● **Текст документа**
☆ ☆ ☆

Как я могла ему не открывать?
Вообще, соседи удивительно умели поднять мне настроение. Иногда из сложных командировок я возвращалась без сил. Зарывалась в кровать и тихо лежала, как будто меня нет вовсе. Но сосед всегда знал, что я вернулась, и стучал уже спозаранку: «А что вы к нам не заходите, Женя? Я вас слышал, вы приехали! Приходите к нам с мамой на ужин! Мама дочитала Довлатова, нам будут ставить пластиковые окна!»
Я пришла, и соседка сразу спросила, что у меня с лицом. «Мне, Ирина Соломоновна, последние несколько дней хочется выть». — «Женя, когда вам хочется выть, приходите к нам. Вот в субботу вечером будет концерт по радио. Под него, если захотите, сможете выть, главное — не громко».

☆ ☆ ☆

Записанные данные
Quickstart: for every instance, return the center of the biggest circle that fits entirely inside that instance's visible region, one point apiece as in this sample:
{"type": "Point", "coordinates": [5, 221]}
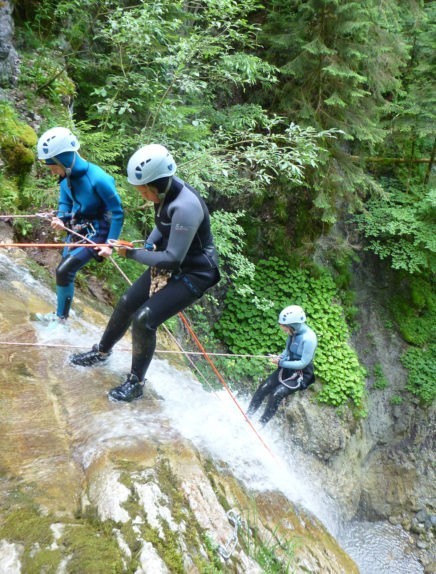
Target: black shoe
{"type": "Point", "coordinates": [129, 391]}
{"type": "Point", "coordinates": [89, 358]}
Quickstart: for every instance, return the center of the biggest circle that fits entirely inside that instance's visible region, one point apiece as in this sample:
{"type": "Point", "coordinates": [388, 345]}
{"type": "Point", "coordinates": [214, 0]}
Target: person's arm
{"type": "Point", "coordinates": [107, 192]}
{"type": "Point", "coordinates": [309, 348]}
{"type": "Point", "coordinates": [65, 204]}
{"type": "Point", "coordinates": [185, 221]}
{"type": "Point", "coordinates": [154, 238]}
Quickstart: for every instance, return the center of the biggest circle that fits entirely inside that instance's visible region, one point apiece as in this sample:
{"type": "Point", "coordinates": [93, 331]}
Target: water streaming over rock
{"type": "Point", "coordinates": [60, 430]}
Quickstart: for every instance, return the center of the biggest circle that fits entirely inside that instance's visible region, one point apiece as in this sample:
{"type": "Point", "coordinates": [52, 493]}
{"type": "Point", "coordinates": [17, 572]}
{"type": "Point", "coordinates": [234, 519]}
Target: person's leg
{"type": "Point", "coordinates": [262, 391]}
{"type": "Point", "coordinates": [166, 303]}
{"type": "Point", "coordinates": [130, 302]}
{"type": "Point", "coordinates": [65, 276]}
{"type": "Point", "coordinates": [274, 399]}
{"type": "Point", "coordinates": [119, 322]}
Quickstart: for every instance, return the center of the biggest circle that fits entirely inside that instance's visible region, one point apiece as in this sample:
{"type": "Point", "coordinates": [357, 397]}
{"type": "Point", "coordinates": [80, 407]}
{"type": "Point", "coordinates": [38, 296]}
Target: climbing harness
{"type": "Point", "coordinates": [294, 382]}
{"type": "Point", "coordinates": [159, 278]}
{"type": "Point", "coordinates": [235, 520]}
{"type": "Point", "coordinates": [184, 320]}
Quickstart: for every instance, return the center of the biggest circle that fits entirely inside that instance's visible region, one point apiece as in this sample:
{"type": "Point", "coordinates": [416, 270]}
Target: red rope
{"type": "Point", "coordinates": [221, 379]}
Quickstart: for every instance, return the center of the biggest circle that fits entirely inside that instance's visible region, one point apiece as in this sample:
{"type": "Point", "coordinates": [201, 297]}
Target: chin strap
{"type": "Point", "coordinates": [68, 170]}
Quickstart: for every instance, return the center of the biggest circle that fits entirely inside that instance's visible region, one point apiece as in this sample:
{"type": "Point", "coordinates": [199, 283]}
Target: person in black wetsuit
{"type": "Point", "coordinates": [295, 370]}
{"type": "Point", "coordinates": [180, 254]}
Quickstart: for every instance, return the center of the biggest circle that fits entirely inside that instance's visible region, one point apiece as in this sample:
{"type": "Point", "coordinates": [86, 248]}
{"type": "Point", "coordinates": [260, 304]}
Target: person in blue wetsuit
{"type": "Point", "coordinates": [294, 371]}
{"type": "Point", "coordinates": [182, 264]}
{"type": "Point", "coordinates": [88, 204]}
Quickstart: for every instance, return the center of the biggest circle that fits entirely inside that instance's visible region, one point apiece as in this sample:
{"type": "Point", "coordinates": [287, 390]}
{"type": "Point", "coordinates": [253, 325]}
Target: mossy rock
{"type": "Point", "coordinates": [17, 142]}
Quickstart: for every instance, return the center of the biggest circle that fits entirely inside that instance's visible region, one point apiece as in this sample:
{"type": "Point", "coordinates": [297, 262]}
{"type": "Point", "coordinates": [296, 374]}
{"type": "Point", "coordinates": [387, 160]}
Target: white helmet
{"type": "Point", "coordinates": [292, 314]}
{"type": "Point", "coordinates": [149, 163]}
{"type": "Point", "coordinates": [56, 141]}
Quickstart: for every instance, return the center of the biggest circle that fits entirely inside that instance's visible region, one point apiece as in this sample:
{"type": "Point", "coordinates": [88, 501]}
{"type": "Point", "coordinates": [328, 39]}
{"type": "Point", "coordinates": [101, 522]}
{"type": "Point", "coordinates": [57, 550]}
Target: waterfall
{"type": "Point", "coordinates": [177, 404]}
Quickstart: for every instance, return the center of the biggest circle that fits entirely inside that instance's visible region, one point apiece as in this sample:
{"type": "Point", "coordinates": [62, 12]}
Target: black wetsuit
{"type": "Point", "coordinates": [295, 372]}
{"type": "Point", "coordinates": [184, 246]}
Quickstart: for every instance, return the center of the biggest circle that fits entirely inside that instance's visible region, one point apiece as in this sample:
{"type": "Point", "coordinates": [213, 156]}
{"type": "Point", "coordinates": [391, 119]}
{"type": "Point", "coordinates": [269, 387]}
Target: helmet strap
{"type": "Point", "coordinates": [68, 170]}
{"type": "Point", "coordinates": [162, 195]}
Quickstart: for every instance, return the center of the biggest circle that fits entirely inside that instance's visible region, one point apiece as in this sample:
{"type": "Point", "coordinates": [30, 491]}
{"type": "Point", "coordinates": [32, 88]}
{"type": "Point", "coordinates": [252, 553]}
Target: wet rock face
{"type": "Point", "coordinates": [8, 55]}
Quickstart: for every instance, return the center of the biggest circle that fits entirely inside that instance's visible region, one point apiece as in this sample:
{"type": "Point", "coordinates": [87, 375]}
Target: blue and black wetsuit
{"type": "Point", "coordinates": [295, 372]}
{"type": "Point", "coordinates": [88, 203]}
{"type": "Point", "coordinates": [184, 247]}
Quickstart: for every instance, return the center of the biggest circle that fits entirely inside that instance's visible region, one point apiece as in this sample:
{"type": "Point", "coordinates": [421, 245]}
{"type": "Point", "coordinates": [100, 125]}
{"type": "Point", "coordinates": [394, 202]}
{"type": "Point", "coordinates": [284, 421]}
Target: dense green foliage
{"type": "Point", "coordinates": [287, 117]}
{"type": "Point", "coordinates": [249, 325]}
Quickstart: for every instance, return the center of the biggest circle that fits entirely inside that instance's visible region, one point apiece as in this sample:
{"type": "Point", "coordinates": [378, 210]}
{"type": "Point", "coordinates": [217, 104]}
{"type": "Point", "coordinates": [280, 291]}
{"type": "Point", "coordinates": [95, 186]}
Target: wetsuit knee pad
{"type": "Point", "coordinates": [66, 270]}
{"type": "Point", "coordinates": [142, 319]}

☆ ☆ ☆

Напишите продолжение текста о соседях, начиная сразу после его последнего предложения.

● **Ответ**
Я рассмеялась и спросила ее о счастье. Она ответила: «Я счастлива. У меня была любовь, у меня есть здравый ум и зоркие глаза, чтобы читать книги, есть радио. Есть Дима, у Димы есть я. К нам бесплатно приходит помощница по хозяйству… Почему бы мне не быть счастливой?» Дима поддакнул: «Мама весь день читает, а потом она спит. Ей некогда быть несчастной. А я пишу стихи, и, когда пишу, я счастлив! Пусть я никогда их не напечатаю и никто их не читает, но я ПИШУ! Да, я одинок, одиночество — весьма неприятная штука. Но боже мой, зато я никому ничего не должен!»
«У меня нет друзей, кроме разве что вас, — сказала соседка. — Но я не чувствую себя одинокой: у меня есть книги! Дать вам что-нибудь почитать?»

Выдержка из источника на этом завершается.